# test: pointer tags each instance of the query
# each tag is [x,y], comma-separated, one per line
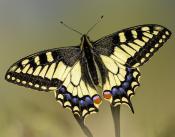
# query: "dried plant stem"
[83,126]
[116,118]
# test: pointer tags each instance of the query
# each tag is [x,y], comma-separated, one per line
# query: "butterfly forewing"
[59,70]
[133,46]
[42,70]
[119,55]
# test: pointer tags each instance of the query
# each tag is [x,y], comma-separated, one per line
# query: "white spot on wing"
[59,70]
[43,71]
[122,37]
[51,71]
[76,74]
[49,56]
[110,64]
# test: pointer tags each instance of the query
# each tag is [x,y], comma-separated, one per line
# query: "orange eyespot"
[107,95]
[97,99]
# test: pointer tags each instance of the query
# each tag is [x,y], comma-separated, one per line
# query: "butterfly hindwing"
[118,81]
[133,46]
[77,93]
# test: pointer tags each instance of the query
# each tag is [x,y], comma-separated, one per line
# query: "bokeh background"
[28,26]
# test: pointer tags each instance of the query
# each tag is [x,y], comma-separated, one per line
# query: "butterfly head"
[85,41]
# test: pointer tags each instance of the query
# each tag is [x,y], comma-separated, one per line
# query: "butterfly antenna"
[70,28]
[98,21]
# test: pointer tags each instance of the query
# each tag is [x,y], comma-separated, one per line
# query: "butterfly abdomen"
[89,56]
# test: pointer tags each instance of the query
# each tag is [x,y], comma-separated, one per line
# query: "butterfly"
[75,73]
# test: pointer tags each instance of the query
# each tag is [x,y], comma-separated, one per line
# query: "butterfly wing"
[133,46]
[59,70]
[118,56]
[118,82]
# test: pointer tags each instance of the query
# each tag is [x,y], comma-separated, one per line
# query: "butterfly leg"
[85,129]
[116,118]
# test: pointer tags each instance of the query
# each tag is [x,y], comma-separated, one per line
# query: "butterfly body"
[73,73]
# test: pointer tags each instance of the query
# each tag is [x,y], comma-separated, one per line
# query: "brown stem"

---------------

** Task goal **
Reproduce every line of the records above, shifting each x and y coordinate in the answers up by 4. Leave out the picture.

** Result of this task **
# test: pointer tags each instance of the query
# each tag is [x,y], comma-separated, one per line
# query: "dried plant stem"
[87,130]
[120,122]
# test: pointer tags each instance of the query
# each tag is [x,y], comma-separated, one per line
# query: "butterfly forewing"
[63,74]
[137,50]
[46,74]
[123,59]
# test: pointer tags each instance of the query
# each tag is [x,y], comma-separated, one per line
# query: "white spot on wing"
[63,74]
[47,75]
[126,41]
[55,75]
[80,78]
[53,60]
[114,68]
# test: pointer tags each instance of the query
# each tag is [x,y], comma-separated, one per line
# query: "orange eyespot"
[111,99]
[101,103]
# test: pointer tags each instance of the query
# each tag is [x,y], comma-separated, one per line
# query: "butterfly hindwing"
[122,85]
[137,50]
[81,97]
# test: pointer tags each instance of the query
# each tag is [x,y], comma-separated, one per line
# query: "bokeh background"
[32,30]
# test: pointer tags each instance of the query
# each tag is [x,y], comma-separated, one per line
# query: "butterfly head"
[89,45]
# test: pointer tags each instance of the query
# each tag is [x,y], comma-separated, one per line
# query: "butterfly antenna"
[74,32]
[102,25]
# test: pointer tags each instance of the query
# each tag is [x,y], comma-separated, one per line
# query: "butterfly abdomen"
[93,60]
# test: pointer tags each instance of the query
# each tag is [x,y], comma-separated, one per line
# query: "butterfly"
[79,77]
# test: pointer tags each instance of the query
# each tag is [x,y], comma-separated, one per line
# query: "butterfly wing"
[137,50]
[63,74]
[122,60]
[122,86]
# test: pointer tags each instance of the query
# each tag is [x,y], comma-separated, one per line
# query: "butterfly leg"
[89,133]
[120,122]
# test: pointer tags each instance of the query
# each tag is [x,y], comma-separated, one per line
# query: "butterfly body"
[77,77]
# test: pointer tags each instance of the query
# each tag is [x,y], comma-separated, one per line
# query: "brown stem"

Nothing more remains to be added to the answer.